Work instructions — Copy out each of the entries below, word for word and line for line.

Data records
** Start **
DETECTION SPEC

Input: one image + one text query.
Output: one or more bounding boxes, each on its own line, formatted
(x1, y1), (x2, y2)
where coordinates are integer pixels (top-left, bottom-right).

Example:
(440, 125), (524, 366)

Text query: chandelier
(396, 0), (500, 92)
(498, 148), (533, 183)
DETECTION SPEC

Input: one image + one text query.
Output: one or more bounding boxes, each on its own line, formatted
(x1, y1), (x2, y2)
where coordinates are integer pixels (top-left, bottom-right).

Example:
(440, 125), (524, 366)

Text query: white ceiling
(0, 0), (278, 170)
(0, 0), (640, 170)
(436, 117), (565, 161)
** End **
Solution —
DETECTION SPEC

Input: one image + one text query.
Output: one or more bounding boxes, each on its own line, formatted
(x1, y1), (x2, y2)
where coordinates are integer pixels (top-left, bottom-right).

Example:
(440, 125), (524, 366)

Text query: chandelier
(396, 0), (500, 92)
(498, 148), (533, 183)
DETECTION SPEC

Input: one image + one text query.
Output: one or more bounding boxes, each on its own line, formatted
(x1, y1), (x2, y2)
where coordinates are integer pixels (top-left, bottom-right).

Example:
(440, 125), (524, 366)

Text query: white ceiling
(0, 0), (278, 170)
(0, 0), (640, 170)
(436, 117), (565, 161)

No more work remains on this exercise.